## Excerpt provided
------------------------------------------------------------

Postby Contrast » Sat Feb 24, 2018 11:22 pm

naps wrote:[..] social-media [..] millennials [..]


I don't even use Facebook. Created an account when I was 15 and never even made a status lol. I think this is a misguided idea of why I am the way I am. This has been my only regular place of posting online which probably gives rise to insight of another nature (why my preoccupation?).

On the rest of your analysis, on this account I have been mostly interested in trying to integrate myself into a life away from fantasy, away from being online all the time, and away from all the other nonsense I've been messing around in for years. Probably your post was unwarranted, given I've purposefully not engaged others here in that kind of thing (crystal and ifog and will all noticed me trying to stay away from it, being curt, and Eight seemed to get the reasoning).

When I first read it, since nearly all of my posts have been about improving my withdrawal, I figured maybe it was almost bitter from you. Recently you had a job offer and thoughts about changing your life around. If you didn't take it, being kind of spiteful about me changing jobs and cutting out the online crap and trying to get my $#%^ together and actually making improvements could be a trigger I guess. Did you manage to make a positive change?

------------------------------------------------------------

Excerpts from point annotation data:
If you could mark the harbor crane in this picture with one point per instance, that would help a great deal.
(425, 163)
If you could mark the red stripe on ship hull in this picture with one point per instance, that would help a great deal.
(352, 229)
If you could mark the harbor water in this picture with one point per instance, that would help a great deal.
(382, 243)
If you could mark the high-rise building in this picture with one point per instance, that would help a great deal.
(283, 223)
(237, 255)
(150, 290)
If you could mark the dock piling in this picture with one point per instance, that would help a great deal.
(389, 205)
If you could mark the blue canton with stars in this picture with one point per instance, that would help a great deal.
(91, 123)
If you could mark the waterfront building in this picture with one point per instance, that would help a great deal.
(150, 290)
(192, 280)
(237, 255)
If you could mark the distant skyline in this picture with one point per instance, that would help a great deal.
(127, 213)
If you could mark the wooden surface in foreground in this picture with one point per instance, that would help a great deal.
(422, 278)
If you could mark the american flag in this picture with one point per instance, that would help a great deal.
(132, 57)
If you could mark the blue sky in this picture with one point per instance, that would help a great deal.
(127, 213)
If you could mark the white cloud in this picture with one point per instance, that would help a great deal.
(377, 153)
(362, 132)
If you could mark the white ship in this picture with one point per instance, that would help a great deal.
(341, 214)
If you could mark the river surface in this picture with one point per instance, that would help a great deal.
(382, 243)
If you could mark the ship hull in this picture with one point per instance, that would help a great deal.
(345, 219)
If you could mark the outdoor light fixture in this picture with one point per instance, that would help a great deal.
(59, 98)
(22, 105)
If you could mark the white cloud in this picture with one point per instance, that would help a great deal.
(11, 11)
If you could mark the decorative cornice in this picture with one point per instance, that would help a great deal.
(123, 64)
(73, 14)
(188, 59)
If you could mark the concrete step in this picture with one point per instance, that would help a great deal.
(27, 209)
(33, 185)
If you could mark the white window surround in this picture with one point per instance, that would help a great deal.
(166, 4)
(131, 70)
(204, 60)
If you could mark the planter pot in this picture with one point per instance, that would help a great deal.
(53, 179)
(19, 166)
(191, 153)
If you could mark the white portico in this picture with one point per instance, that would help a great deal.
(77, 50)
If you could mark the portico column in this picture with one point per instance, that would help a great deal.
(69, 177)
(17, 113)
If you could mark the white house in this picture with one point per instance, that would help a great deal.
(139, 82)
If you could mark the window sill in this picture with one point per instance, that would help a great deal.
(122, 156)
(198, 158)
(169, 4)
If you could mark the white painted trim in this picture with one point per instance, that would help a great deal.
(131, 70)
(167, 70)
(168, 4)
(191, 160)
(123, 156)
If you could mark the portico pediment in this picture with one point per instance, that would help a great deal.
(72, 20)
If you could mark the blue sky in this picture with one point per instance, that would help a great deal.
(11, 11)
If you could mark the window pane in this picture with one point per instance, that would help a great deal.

------------------------------------------------------------

## Your task
According to the forum post, how old was the writer when they created a Facebook account?

## Response to this task
15 years old.